* TASK GOAL *
Take the data below and extract the lines from the one with "main suspension cable" to the one with "wood grain texture", inclusive, exactly as written.

* EXCERPTED RECORDS *
--------------------------------------------------
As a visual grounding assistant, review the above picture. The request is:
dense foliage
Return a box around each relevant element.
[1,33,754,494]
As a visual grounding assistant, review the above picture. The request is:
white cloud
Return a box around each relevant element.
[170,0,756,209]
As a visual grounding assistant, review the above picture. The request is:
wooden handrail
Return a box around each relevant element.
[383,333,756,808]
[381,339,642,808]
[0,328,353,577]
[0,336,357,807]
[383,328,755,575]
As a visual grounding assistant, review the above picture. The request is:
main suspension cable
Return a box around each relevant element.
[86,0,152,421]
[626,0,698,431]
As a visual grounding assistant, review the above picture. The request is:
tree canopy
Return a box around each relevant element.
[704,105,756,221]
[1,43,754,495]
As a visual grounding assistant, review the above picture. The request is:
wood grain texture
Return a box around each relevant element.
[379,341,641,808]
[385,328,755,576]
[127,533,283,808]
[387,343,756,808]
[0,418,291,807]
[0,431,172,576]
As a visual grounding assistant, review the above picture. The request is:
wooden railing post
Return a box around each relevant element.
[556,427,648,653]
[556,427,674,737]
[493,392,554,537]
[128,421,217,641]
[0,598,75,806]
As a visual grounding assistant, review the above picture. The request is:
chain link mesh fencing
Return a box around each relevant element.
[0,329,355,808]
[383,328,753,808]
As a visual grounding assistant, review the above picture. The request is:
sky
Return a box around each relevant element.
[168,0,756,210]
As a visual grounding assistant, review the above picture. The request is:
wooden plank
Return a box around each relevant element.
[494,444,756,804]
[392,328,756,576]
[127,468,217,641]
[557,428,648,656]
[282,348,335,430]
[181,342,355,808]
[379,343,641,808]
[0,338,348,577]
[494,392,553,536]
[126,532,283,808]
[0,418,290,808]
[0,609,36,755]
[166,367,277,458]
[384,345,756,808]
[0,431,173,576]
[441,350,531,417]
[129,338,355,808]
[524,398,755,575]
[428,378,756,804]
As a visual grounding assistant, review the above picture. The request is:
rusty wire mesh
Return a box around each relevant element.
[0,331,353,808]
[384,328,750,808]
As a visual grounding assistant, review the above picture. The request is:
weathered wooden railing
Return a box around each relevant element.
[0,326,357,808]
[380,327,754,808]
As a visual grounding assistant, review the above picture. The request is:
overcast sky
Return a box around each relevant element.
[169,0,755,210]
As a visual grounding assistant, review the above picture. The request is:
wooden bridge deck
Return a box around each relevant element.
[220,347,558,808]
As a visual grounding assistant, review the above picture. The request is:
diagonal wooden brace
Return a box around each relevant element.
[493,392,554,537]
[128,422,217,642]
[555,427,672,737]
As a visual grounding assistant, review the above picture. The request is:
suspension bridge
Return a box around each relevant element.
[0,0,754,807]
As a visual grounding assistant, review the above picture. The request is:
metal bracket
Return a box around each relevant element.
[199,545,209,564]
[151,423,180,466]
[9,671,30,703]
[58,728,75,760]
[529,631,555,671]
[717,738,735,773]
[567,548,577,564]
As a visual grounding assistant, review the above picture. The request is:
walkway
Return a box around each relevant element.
--------------------------------------------------
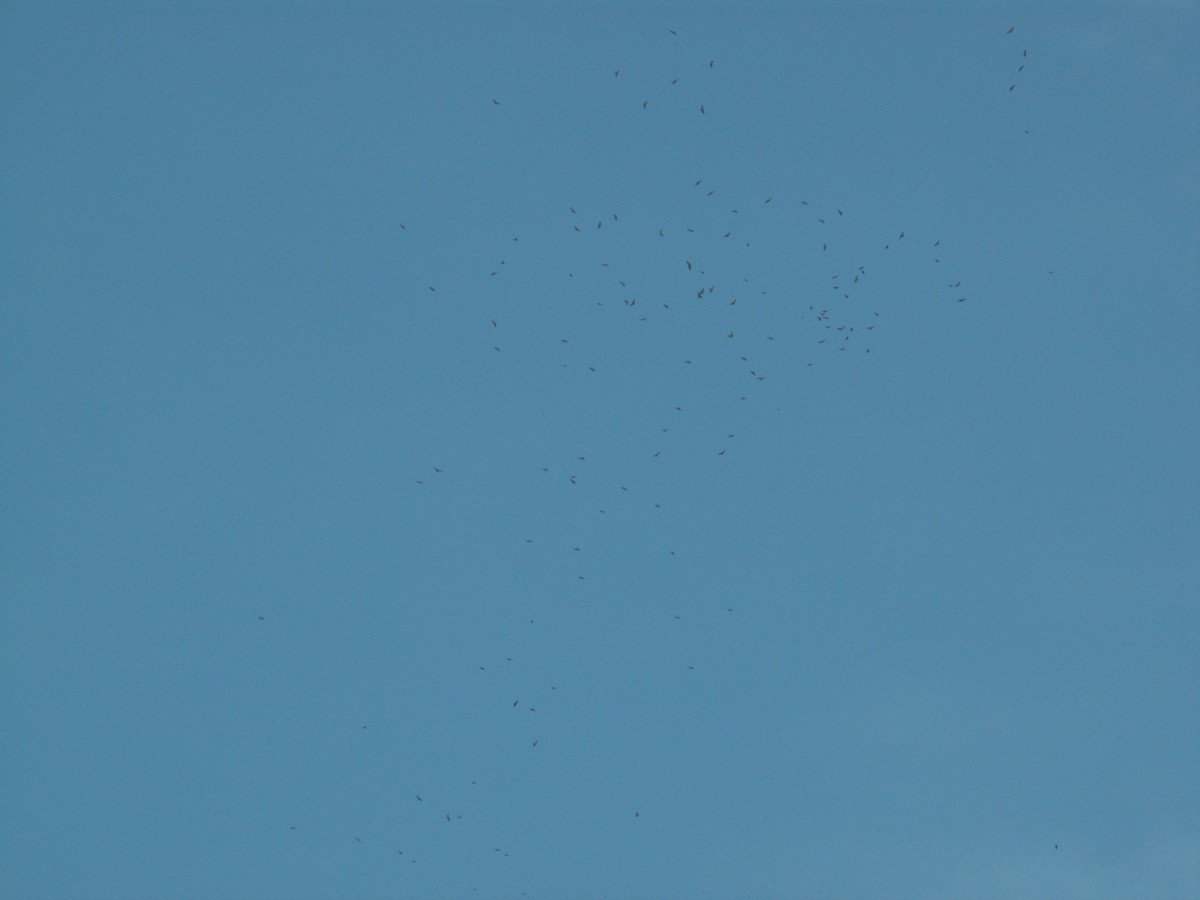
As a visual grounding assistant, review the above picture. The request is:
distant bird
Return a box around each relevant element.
--------------------------------------------------
* YOUR RESPONSE *
main suspension cable
Return a box around each relevant element.
[86,0,152,421]
[626,0,698,431]
As a visual grounding assistant, review the above picture. The request is:
tree canopy
Return a box around each relevant element.
[704,105,756,221]
[1,43,754,495]
As a visual grounding assistant, review the above picture. The request is:
wood grain texture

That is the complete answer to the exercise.